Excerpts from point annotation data
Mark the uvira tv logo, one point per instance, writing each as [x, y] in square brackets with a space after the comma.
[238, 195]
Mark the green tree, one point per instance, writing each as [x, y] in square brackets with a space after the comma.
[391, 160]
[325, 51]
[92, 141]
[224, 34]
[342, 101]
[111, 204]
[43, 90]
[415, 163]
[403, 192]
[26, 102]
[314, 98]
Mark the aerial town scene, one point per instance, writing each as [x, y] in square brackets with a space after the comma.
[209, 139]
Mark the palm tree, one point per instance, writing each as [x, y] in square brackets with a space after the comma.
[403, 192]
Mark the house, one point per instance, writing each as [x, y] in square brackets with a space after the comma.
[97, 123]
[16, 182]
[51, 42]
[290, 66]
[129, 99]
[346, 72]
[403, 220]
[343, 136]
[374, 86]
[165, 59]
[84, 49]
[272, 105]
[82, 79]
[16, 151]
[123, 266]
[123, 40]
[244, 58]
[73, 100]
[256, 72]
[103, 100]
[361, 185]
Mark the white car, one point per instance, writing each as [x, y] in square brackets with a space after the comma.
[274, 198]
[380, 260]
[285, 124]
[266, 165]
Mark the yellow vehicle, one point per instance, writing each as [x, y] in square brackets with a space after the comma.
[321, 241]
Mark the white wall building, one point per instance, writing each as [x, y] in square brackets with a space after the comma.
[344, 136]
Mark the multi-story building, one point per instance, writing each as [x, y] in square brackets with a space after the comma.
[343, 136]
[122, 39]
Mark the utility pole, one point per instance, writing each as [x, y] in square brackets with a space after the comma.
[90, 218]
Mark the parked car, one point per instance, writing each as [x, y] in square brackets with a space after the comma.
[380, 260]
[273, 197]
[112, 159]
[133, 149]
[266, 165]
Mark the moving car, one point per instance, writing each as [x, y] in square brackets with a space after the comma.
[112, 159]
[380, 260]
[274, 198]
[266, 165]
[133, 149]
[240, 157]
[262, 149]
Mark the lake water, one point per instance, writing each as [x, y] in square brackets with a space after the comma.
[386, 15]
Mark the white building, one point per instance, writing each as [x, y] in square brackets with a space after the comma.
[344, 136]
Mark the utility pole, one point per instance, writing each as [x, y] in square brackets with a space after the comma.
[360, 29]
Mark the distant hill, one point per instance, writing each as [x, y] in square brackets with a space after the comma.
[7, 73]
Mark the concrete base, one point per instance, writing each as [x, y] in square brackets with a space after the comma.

Stated task:
Convert all of the entries above into a JSON list of strings, one string per line, leaving out any blank lines.

Written answer:
[
  "Mark the uvira tv logo, one point per instance, writing each as [x, y] in square brackets with a space after the comma.",
  "[238, 195]",
  "Mark the green tree, one point per instance, writing each as [x, y] in square brackets with a space after the comma.",
  "[391, 160]",
  "[325, 51]",
  "[92, 141]",
  "[224, 34]",
  "[342, 101]",
  "[111, 204]",
  "[43, 90]",
  "[415, 163]",
  "[403, 192]",
  "[26, 102]",
  "[314, 98]",
  "Mark the aerial town scene, one point per instance, writing each as [x, y] in square brackets with a space after the comma.",
  "[209, 139]",
  "Mark the palm tree, one point per instance, writing each as [x, y] in square brackets with a space after the comma.",
  "[403, 192]",
  "Mark the house, one point per instance, writing each as [x, y] in square brackets with a space after the comma.",
  "[97, 123]",
  "[16, 182]",
  "[51, 42]",
  "[290, 66]",
  "[129, 99]",
  "[346, 72]",
  "[403, 220]",
  "[343, 136]",
  "[374, 86]",
  "[165, 59]",
  "[84, 49]",
  "[272, 105]",
  "[82, 79]",
  "[16, 151]",
  "[123, 266]",
  "[123, 40]",
  "[244, 58]",
  "[73, 100]",
  "[256, 72]",
  "[103, 100]",
  "[361, 185]",
  "Mark the white car, one point per instance, writing each as [x, y] in square brackets with a space after the comma.",
  "[274, 198]",
  "[380, 260]",
  "[285, 124]",
  "[266, 165]",
  "Mark the yellow vehicle, one point per instance, writing each as [x, y] in square brackets with a space after the comma.",
  "[321, 241]",
  "Mark the white wall building, one point per instance, writing each as [x, y] in square brackets with a space after the comma.",
  "[344, 136]",
  "Mark the multi-story building, one point per instance, writing each as [x, y] in square brackets with a space after the comma.",
  "[343, 136]",
  "[122, 39]",
  "Mark the utility pole, one point per instance, writing each as [x, y] in square brackets with a space after the comma.",
  "[90, 218]",
  "Mark the parked car, one point per instance, writing each as [x, y] in square brackets with a space after the comma.",
  "[380, 260]",
  "[273, 197]",
  "[112, 159]",
  "[133, 149]",
  "[266, 165]",
  "Mark the moving car, one point per instance, writing each as [x, y] in square brackets with a space after the comma.",
  "[112, 159]",
  "[380, 260]",
  "[274, 198]",
  "[266, 165]",
  "[133, 149]",
  "[240, 157]",
  "[262, 149]",
  "Mark the lake water, one point per instance, writing each as [x, y] in square brackets with a space after the comma.",
  "[386, 15]",
  "Mark the white building, one point per instance, writing each as [x, y] in square brackets with a space after the comma.",
  "[344, 136]",
  "Mark the utility pole, one point per instance, writing each as [x, y] in square brackets with a space after the comma.",
  "[360, 29]",
  "Mark the distant hill, one point per instance, writing each as [x, y] in square brackets with a space after the comma.",
  "[7, 73]",
  "Mark the concrete base, one point per instance, writing each as [x, y] in square brackets with a space after the comma."
]